Directions for this task: Reproduce the lines of every record below verbatim, omitting the pictures.

Input data:

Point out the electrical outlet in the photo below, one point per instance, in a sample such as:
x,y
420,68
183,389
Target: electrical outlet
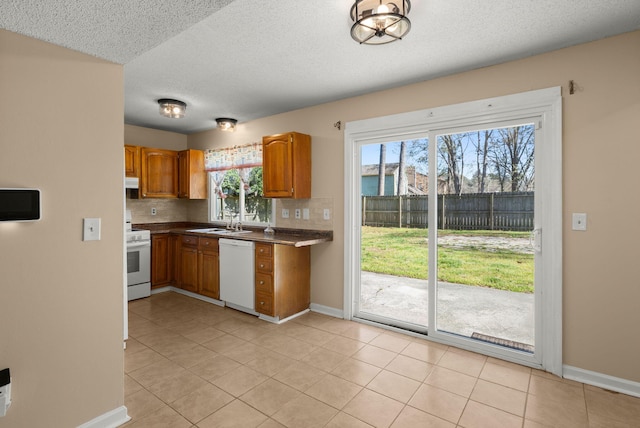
x,y
91,229
579,221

Exercise answer:
Point out the electrical outlet in the photo below, one point per instance, in a sample such as:
x,y
420,68
183,389
Target: electrical outlet
x,y
91,229
579,221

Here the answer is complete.